◆ Activity ◆
Character for character, write out the data below.

◆ Extracted entries ◆
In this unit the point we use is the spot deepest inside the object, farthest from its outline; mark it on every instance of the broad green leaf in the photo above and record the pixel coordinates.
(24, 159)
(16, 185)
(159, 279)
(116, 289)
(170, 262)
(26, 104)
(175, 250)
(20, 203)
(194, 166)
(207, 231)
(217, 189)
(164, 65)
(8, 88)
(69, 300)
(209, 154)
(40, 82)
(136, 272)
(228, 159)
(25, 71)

◆ Written response ◆
In this unit the point we use is the spot deepest inside the object, farthest from its outline; mark it on every instance of the broad green leaf in the photo above and record the pixel coordinates.
(24, 159)
(16, 185)
(159, 279)
(116, 289)
(170, 262)
(26, 104)
(175, 250)
(20, 203)
(194, 166)
(207, 231)
(217, 189)
(164, 65)
(8, 88)
(69, 300)
(209, 154)
(40, 82)
(136, 272)
(228, 159)
(25, 71)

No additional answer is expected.